* **Point annotation dataset records**:
⁂

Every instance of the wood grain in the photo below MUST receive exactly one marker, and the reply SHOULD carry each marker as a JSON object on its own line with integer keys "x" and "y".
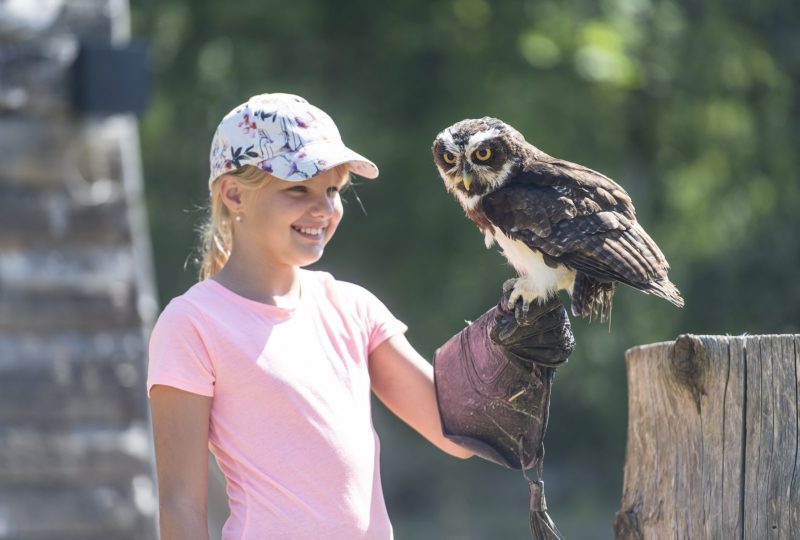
{"x": 712, "y": 440}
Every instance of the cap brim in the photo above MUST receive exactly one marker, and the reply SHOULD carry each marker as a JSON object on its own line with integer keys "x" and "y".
{"x": 317, "y": 158}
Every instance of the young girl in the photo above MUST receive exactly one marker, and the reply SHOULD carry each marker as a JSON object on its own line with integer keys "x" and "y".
{"x": 271, "y": 366}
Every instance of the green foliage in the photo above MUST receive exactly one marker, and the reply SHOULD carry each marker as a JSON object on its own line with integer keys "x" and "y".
{"x": 692, "y": 107}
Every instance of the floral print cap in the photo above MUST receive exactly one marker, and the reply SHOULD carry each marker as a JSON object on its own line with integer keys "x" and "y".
{"x": 285, "y": 136}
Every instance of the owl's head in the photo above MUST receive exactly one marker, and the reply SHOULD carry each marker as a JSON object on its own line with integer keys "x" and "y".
{"x": 476, "y": 156}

⁂

Rewrite all of the records with "marker" changed to "point" and everything else left as it is. Omit the pictures from your answer.

* **WORKED SOLUTION**:
Every instance of the wood grain in the photo below MUST receive exactly one point, and the reply SHOULD carry each point as a JSON object on its own line with integer keys "x" and "y".
{"x": 712, "y": 440}
Every instance of the cap brim in the photo above MUST receive exactly one point, and the reply SHOULD carry each point as a JSON object on its own line with integer keys "x" and "y".
{"x": 317, "y": 158}
Every instance of the young girl in the photo above MUST receive exactly one point, and the reply SHOULD carry each point as a JSON object on its own line with integer keys "x" and "y".
{"x": 271, "y": 366}
Every instance of the green foliage in the photo above MUST receive exactly one point, and the reply SHOULD carry each point as a JSON object on its own line with integer keys "x" and "y".
{"x": 692, "y": 107}
Every instance of the floral print cap in the photo above MUST receive exactly one point, and the reply SHOULD carry each point as a JSON object on its own line with integer keys "x" and "y".
{"x": 285, "y": 136}
Every instance of the owl's head in the photo above MUST receive exactly one point, and the reply SHOULD carry each point as a JSON object on its own line with integer keys "x" and "y".
{"x": 476, "y": 156}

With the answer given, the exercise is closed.